BEGIN DATA EXTRACTS
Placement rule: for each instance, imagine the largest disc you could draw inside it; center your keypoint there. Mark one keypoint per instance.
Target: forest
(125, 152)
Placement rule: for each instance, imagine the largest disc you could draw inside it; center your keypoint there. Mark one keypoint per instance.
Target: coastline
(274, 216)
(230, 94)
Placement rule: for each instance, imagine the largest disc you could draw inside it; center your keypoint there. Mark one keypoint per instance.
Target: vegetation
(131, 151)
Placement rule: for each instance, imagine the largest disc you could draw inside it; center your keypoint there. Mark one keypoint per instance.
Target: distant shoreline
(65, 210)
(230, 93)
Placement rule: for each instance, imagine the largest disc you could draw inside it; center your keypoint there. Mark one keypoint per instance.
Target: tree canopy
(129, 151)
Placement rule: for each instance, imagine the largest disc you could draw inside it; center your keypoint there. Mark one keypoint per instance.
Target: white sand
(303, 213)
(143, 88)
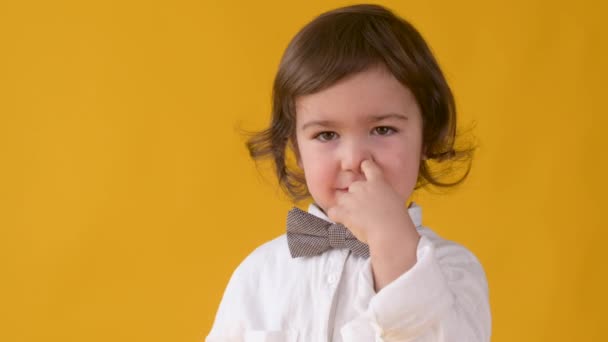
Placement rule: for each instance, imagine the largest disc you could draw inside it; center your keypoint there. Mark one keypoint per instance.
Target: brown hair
END DATA EXTRACTS
● **WORK TO COMPLETE**:
Each entry above should be copied exactly. The pictures should not.

● **RESPONSE TO THE TASK**:
Placement rule: for each instance, imagine the largest disc you could draw inside it; center your keypoint there. Mark one keypoint per instance.
Target: forest
(125, 152)
Placement rule: for each instance, imagine the largest disc you could draw inside it; center your keypoint there. Mark one keypoint per instance.
Target: coastline
(274, 216)
(230, 94)
Placement rule: for each instance, imagine the largest disc you could draw inside it; center your keypoint there. Mark one keypoint per instance.
Target: vegetation
(131, 151)
Placement rule: for each instance, imagine the largest disc you could draw inside it; center your keypoint there. Mark one keypoint per instance.
Target: distant shoreline
(65, 210)
(230, 93)
Placement rule: for each instance, imagine the largest disc you could draw inside it; center your keypoint there. Mark one keypoint per instance.
Target: tree canopy
(129, 151)
Placement rule: for each instance, imagine the largest disc you could draw inside it; center your keypoint there. Mark one keypoint per instance.
Target: white sand
(303, 213)
(143, 88)
Placement rule: for each instance, imagine the largest disc you could draw inside it; center your keypoint there. Mark one keypoint per instance.
Target: brown hair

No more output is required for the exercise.